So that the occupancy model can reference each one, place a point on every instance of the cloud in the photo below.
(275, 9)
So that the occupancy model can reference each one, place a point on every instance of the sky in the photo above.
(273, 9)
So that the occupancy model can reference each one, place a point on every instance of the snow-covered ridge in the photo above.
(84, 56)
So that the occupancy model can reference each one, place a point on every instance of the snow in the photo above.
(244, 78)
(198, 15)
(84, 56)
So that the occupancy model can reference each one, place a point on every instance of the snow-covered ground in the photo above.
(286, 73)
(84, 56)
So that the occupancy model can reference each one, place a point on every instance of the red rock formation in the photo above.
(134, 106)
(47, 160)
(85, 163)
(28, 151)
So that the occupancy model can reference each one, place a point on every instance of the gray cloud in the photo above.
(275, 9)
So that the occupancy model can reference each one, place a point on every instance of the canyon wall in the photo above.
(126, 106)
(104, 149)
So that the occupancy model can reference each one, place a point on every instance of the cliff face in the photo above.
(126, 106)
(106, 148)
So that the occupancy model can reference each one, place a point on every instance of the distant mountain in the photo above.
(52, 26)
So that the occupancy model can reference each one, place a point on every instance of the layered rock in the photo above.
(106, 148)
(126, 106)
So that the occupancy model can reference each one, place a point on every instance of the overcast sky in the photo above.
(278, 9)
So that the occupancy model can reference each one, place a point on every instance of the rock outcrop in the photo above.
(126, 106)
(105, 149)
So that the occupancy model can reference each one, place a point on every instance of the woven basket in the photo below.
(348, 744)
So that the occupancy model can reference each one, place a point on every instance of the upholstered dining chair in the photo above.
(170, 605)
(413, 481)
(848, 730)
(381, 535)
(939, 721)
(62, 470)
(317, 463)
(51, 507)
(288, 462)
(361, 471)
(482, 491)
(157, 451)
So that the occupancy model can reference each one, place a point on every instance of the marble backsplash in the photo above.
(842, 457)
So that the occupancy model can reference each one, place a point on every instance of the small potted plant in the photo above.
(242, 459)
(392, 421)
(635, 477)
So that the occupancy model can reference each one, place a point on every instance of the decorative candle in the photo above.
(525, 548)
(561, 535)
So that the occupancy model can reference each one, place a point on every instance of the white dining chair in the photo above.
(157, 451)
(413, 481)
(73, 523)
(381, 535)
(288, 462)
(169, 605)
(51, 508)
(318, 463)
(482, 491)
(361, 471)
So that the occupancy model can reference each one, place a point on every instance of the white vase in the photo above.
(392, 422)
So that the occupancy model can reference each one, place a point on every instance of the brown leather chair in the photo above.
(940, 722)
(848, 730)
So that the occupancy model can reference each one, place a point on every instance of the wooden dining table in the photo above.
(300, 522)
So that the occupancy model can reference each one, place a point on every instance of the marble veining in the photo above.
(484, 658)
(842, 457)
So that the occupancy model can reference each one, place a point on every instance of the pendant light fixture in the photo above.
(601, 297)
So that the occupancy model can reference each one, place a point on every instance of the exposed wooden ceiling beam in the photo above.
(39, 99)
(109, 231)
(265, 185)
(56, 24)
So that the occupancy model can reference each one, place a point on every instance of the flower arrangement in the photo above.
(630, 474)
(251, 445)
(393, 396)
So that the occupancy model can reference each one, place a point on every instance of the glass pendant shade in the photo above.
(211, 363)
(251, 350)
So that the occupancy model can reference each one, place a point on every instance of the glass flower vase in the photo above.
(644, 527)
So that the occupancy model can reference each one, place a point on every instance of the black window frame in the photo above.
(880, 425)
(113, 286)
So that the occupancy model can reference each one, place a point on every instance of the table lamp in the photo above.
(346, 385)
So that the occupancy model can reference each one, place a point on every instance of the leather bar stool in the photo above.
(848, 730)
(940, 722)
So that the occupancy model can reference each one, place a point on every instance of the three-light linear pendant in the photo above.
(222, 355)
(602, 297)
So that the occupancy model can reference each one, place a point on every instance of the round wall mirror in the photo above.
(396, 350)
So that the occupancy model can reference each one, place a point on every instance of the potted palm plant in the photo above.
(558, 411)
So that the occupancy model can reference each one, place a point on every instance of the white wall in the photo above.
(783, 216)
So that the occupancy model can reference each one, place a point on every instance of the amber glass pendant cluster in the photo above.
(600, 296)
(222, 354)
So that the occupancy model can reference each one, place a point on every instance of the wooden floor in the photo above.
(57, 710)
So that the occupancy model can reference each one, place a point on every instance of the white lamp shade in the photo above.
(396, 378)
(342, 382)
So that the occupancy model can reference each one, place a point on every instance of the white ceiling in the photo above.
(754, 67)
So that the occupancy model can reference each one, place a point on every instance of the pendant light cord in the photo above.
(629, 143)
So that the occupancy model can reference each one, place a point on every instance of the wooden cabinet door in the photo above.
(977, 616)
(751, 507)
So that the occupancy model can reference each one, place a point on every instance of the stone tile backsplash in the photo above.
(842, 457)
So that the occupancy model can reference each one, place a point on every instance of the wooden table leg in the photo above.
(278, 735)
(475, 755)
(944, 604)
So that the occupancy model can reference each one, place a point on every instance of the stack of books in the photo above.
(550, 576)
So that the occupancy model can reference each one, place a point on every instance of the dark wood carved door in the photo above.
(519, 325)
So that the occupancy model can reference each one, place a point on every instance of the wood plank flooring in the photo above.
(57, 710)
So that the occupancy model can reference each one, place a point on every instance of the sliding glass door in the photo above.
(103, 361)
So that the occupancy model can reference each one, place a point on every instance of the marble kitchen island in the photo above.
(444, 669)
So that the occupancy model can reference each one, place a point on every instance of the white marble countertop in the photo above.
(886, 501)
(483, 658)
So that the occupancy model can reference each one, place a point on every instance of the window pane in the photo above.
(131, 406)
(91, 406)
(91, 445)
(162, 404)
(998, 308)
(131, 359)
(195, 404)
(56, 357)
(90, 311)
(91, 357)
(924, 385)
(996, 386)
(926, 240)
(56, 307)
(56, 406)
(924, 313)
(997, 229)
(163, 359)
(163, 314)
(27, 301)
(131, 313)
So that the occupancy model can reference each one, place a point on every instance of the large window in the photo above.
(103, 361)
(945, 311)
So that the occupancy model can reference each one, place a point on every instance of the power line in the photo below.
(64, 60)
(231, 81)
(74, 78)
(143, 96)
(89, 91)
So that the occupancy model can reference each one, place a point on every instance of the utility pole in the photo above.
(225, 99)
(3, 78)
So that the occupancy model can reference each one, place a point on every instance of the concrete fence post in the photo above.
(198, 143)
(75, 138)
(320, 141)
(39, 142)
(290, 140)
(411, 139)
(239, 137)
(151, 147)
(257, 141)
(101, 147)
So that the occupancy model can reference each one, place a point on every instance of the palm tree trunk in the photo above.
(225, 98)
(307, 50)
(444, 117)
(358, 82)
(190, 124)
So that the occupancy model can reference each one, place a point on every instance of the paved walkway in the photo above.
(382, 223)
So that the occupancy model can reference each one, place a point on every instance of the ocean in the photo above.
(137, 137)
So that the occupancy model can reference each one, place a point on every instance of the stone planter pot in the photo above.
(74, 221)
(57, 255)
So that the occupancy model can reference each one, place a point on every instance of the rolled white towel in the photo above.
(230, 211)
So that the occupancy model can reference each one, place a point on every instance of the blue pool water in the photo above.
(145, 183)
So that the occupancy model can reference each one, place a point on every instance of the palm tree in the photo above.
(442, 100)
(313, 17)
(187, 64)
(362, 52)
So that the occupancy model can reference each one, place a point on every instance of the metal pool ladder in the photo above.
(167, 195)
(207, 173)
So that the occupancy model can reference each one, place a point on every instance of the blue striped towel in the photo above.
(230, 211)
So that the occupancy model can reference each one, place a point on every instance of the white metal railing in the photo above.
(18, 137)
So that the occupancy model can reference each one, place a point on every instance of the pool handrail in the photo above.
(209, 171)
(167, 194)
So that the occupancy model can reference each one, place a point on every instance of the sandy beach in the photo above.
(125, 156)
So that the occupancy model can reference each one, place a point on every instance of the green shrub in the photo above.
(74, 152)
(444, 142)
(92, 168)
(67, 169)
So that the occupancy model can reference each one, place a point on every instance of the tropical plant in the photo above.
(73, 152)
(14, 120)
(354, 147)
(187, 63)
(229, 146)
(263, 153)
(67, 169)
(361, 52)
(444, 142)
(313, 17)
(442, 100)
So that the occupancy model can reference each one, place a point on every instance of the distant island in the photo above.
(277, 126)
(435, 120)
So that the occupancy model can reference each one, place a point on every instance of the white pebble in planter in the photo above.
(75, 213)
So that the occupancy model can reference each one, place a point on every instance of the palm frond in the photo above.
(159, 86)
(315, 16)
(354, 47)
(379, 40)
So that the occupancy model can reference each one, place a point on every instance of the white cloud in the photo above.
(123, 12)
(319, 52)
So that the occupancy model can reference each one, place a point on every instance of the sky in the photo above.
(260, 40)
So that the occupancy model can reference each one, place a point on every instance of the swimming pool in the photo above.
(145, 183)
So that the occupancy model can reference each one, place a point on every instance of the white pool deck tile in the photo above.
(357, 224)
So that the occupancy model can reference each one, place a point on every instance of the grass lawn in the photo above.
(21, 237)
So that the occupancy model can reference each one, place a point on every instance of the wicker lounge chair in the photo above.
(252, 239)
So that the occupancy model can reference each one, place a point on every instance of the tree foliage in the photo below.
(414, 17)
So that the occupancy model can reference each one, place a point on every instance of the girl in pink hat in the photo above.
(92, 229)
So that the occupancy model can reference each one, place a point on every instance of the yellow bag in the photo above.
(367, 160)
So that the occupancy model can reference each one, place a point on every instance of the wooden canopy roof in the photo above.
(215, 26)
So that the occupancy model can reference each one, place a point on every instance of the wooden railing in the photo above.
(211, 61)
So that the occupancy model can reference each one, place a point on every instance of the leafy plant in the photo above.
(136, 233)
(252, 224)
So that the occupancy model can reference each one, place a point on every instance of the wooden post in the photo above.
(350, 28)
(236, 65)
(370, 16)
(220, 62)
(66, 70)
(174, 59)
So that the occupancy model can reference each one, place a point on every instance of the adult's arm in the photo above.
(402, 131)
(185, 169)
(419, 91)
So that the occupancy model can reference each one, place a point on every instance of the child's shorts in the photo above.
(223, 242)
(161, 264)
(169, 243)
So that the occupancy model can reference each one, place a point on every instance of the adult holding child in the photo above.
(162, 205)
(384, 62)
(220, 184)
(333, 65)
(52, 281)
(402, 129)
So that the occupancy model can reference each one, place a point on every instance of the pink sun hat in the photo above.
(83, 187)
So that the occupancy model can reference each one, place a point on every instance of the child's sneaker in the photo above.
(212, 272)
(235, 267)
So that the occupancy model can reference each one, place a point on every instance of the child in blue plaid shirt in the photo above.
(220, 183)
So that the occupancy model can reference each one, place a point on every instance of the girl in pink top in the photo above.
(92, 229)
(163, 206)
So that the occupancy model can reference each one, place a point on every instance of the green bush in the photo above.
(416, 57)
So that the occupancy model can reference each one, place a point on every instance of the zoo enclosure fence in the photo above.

============================================================

Write out the lines verbatim, starting at the one that contains "sun hat in the photo above." and ending with the final line.

So that the occupancy model can reference each one, place a point on every instance of the pink sun hat in the photo above.
(83, 187)
So that the occupancy model can reference each one, place a point on every instance of the child's sneaker in the photo above.
(212, 272)
(235, 267)
So that the occupancy model can reference each one, place a point on every instance of the child in blue plaid shirt in the photo above.
(220, 183)
So that the occupancy model can reference each one, place a point on every instance of the girl in pink top in the photo above.
(92, 229)
(163, 206)
So that the occupancy model can reference each one, place a point on every instance of the green bush in the photo above.
(416, 57)
So that the occupancy model can reference each one, place a point on every instance of the zoo enclosure fence in the photo above.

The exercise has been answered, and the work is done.